CONSIGNES ÉCRITES.
1: Imprimez le passage de l'article sur l'économie ukrainienne qui commence par « Les ministres des » et se poursuit jusqu'à « conférence de presse. ».
2: Traduisez en anglais cette phrase de l'article sur l'économie ukrainienne : « La dette ukrainienne s'enfonce dans la catégorie spéculative, considérée comme risquée pour les investisseurs. »

TEXTE DE LA PAGE.
┄┄┄┄┄┄

Récession, dette : les sombres perspectives économiques de l’Ukraine

Par latribune.fr  |   |  788  mots
Déjà secouée par l'instabilité politique, l'Ukraine va s'enfoncer dans la récession, avec une chute du PIB de 3% et une dette en hausse de 5 points à 86% du PIB en 2014, selon la Banque mondiale. Moody’s de dégrader la note souveraine de l'Ukraine à Caa3 avec perspective négative.

La dette ukrainienne s'enfonce dans la catégorie spéculative, considérée comme risquée pour les investisseurs. C'est ce qu'il ressort de la décision vendredi de l'agence Moody's de dégrader la note souveraine de l'Ukraine à Caa3 avec perspective négative en raison de l'"escalade" de la crise politique dans le pays et malgré le soutien du Fonds monétaire international (FMI).

Les ministres des Affaires étrangères de l'Union européenne qui ont de nouveau appelé la Russie à s'engager dans une véritable "désescalade" sur le terrain, achèvent ce samedi à Athènes une réunion informelle consacrée en grande partie à l'Ukraine. Ils doivent de nouveau s'exprimer sur le sujet samedi matin lors d'une conférence de presse.

┄┄┄┄┄┄

EXTRAIT DES DONNÉES.

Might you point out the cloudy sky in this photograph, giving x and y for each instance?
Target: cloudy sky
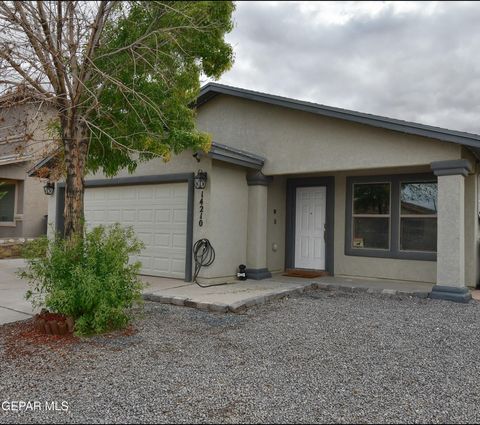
(418, 61)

┄┄┄┄┄┄

CORRIGÉS DES CONSIGNES.
1:
Les ministres des Affaires étrangères de l'Union européenne qui ont de nouveau appelé la Russie à s'engager dans une véritable "désescalade" sur le terrain, achèvent ce samedi à Athènes une réunion informelle consacrée en grande partie à l'Ukraine. Ils doivent de nouveau s'exprimer sur le sujet samedi matin lors d'une conférence de presse.

2: Ukrainian debt is sinking deeper into the speculative category, considered risky for investors.